• [Exercise]
According to the text on FTP, for how long can a cyclist sustain their Functional Threshold Power?

What is FTP?

FTP is an abbreviation for “Functional Threshold Power” – simply put it is the power that a cyclist can sustain for 45 minutes to 1 hour. It is commonly accepted that riding as hard as possible for 20 minutes will provide a power reading equivalent to 95% of a rider’s FTP.

Why should you know your FTP?

Knowing your FTP is essential for two main reasons.

  1. It can be used as a benchmark to determine whether or not your training is working. As your fitness improves your FTP will follow.
  2. FTP can be used to set Power based training zones. In a similar way to heart rate zone training, power zones ensure quality training time at the optimal intensity for the desired training effect.

Calculating your FTP

Here’s a simple method of determining your FTP. It’s not going to be laboratory accurate, but it will provide a personalised FTP that can be relied upon for training and testing. This test is best performed on a turbo trainer as you will need to pedal flat out for 20 minutes !

  1. Ensure Power Meter has been set to Zero / Calibrated
  2. Get comfortable on Turbo Trainer
  3. Warm up for 10 minutes (include a couple of full power bursts)
  4. Press LAP on your bike computer
  5. GO !! flat out for 20 minutes. As hard and fast as you can for the duration
  6. Press LAP on your bike computer
  7. At the end of the session review the power data from the 20 minute lap
  8. Your FTP is 95% of the average power for those 20 minutes. e.g. Average Power = 220 Watts > FTP = 209 Watts

FTP Zones

Once you have your FTP figure you can calculate your Power Training zones. The Power Zones below are recommended in Training and Racing With a Power Meter, written by Hunter Allen & Andrew Coggan.

• [Entries shown]

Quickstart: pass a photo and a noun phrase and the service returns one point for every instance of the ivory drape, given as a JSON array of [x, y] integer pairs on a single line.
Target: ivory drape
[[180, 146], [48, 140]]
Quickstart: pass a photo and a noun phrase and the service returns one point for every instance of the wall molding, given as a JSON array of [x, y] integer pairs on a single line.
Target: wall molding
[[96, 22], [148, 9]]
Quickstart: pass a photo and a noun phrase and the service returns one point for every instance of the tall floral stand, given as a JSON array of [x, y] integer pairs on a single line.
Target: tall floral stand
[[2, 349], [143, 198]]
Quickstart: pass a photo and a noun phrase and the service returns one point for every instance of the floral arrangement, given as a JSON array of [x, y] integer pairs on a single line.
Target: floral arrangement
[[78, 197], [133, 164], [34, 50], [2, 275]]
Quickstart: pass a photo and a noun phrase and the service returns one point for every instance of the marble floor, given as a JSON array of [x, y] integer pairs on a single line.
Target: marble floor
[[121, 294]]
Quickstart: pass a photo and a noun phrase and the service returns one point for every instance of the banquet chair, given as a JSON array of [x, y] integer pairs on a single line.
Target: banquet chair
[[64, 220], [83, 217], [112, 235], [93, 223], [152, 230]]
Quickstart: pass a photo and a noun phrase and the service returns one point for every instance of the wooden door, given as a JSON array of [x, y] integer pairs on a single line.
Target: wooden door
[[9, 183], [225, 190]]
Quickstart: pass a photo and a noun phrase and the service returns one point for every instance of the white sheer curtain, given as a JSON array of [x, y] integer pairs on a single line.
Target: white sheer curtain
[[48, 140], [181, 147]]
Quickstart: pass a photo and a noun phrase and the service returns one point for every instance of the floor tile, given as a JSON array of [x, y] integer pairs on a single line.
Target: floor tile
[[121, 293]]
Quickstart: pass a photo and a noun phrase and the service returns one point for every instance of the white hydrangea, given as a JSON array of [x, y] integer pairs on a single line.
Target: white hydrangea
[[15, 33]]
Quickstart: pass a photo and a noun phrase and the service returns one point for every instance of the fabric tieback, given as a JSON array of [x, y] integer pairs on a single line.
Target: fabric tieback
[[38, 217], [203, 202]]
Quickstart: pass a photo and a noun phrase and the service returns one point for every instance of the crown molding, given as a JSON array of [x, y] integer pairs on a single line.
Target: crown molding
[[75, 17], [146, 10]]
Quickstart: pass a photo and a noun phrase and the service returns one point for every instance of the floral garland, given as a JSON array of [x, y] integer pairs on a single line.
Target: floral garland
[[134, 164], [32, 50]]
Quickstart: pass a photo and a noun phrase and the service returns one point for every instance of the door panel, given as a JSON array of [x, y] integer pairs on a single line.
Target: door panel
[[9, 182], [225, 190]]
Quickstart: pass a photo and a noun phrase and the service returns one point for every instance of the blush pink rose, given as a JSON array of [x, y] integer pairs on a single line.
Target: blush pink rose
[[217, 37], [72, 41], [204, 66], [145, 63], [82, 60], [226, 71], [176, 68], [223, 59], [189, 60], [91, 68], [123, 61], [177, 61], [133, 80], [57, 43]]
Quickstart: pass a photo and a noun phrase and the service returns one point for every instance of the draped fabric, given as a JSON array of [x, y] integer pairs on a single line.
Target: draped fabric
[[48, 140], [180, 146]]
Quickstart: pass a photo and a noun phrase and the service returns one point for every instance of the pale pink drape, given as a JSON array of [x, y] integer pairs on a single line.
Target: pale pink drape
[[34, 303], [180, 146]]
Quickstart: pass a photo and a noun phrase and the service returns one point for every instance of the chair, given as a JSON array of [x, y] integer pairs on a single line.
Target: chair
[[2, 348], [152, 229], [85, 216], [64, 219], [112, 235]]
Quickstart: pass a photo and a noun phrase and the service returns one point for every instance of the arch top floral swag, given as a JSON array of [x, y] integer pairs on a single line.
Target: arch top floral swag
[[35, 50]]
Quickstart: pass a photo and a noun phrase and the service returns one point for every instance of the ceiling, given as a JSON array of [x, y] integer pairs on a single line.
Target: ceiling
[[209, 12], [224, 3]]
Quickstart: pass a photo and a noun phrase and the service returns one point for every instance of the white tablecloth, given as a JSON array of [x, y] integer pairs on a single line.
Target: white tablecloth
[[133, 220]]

• [Full solution]
For 45 minutes to 1 hour.